(EXERCISE DETAILS): Each record is to be given again precisely as written.

(RECORDS FOR THIS EXERCISE):
== Segment start ==

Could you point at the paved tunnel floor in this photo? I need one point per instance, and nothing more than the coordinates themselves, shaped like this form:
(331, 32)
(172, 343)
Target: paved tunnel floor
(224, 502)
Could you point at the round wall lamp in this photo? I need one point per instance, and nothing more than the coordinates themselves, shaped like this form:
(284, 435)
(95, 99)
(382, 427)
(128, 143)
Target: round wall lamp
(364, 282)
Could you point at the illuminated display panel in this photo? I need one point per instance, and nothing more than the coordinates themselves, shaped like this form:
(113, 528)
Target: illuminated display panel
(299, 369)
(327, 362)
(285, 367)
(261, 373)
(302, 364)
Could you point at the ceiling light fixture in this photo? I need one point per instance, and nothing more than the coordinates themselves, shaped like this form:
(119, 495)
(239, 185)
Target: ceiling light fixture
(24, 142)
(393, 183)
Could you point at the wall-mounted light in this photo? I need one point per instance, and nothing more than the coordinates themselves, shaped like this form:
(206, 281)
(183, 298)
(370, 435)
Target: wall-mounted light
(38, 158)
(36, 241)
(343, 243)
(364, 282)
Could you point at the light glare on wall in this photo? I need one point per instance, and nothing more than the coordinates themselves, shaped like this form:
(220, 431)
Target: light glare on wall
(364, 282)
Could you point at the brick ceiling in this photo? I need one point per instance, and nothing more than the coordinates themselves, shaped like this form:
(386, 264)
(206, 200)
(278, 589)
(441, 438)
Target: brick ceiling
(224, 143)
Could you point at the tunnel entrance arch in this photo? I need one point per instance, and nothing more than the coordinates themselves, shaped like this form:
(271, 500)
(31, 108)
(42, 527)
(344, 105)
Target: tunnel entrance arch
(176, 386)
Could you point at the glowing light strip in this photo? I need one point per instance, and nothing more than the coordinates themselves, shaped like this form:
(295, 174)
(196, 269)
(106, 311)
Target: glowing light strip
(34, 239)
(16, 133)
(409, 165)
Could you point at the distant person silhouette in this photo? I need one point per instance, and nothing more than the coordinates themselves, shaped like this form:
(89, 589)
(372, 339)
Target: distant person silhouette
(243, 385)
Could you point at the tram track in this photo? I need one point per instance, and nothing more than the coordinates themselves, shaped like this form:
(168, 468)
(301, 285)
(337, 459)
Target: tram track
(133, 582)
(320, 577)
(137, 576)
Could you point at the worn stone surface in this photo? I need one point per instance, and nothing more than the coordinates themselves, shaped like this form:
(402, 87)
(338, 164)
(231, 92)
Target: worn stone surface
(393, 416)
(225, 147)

== Segment end ==

(ANSWER AREA):
Could you point at the paved tunnel floor in this photo? I need one point per instance, and nothing more than the coordinates themselves, shaped like this form:
(331, 32)
(172, 343)
Target: paved tunnel floor
(224, 502)
Could you point at the round wall lamp in this photo? I need one point per instance, and nothing more than the coordinates themselves, shaped like this form:
(284, 435)
(95, 99)
(382, 427)
(128, 143)
Target: round wall lamp
(364, 282)
Could you point at the illuminated display panel in this photo? I need one point per instance, and nothing more than the coordinates themselves, shaped like this form:
(113, 528)
Target: illuminated display panel
(299, 369)
(327, 362)
(285, 367)
(261, 373)
(302, 364)
Could you point at the ceiling light fixture in this photo? I need one point per instance, and nothing more than the coordinates themselves, shaped like this form:
(119, 495)
(239, 185)
Target: ceiling light fixture
(24, 142)
(393, 183)
Could you point at the wall-mounted light in this photo? I need one point per instance, and nothing more than the coordinates themselves, shaped like this form:
(206, 281)
(183, 298)
(370, 435)
Target: wall-mounted light
(38, 158)
(36, 241)
(343, 243)
(364, 282)
Could you point at the light glare on wall in this photo? I need one point per instance, and nothing more than the coordinates themselves, shaped like this form:
(220, 431)
Target: light glare on wall
(364, 282)
Could you point at the brick ceiling in this photo? I need one point per instance, and nothing more than the coordinates themselves, shaped like this form:
(386, 264)
(206, 200)
(278, 589)
(441, 438)
Target: brick ceiling
(224, 143)
Could you point at the tunnel entrance arch in this photo? I need one point per instance, and nothing more than the coordinates themselves, shaped like this form:
(271, 500)
(31, 108)
(42, 527)
(344, 105)
Target: tunnel entrance arch
(176, 386)
Could you point at the glowing light strip in this photo? I need one point per instance, and nothing more than the coordinates themselves, shaped like this form:
(295, 174)
(196, 269)
(106, 311)
Target: glowing light strip
(34, 239)
(16, 133)
(409, 165)
Could you point at the distant person silhouette in this photo? I need one point per instance, and nothing more than the coordinates themselves, shaped like this form:
(89, 589)
(372, 339)
Target: distant person silhouette
(243, 385)
Could you point at the tram track in this photo? I need one point per instance, and nothing more than the coordinates themselves, shaped like this form:
(168, 468)
(301, 285)
(337, 459)
Target: tram track
(133, 582)
(320, 577)
(137, 576)
Could you point at the worn stone surface in this photo? I need one point per instance, and nothing more than the coordinates themselves, shaped like this form:
(402, 87)
(338, 164)
(231, 92)
Target: worn stone surface
(393, 416)
(225, 147)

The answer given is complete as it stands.